Your output should be every line below, copied exactly.

BEGIN

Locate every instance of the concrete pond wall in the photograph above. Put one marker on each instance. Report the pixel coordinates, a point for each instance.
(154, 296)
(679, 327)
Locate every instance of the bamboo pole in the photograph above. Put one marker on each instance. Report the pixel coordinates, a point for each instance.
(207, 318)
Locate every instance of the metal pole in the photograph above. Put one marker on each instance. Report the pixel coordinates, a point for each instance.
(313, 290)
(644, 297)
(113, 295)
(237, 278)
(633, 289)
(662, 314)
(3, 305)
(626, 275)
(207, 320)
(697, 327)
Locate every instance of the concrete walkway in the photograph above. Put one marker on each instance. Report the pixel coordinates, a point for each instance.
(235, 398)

END

- **Task response**
Locate every instance of the concrete pond wall in the photograph above. Put one marker on each instance. Report the pixel coordinates, a point for each instance.
(154, 296)
(679, 327)
Locate every instance of the bamboo pole in the photograph above. Put one marker on each instance. Report the pixel coordinates, a point for each instance.
(207, 318)
Locate every instance of the metal pole in the photograph above. Put one marker on each instance. Report the pixel coordinates, a point for each instance.
(313, 290)
(644, 297)
(113, 295)
(237, 278)
(633, 289)
(662, 314)
(3, 305)
(626, 275)
(207, 320)
(697, 327)
Locate every instance of the concrete walkway in the photograph above. Put one marker on each instance. Report the pixel coordinates, a point for each instance.
(235, 398)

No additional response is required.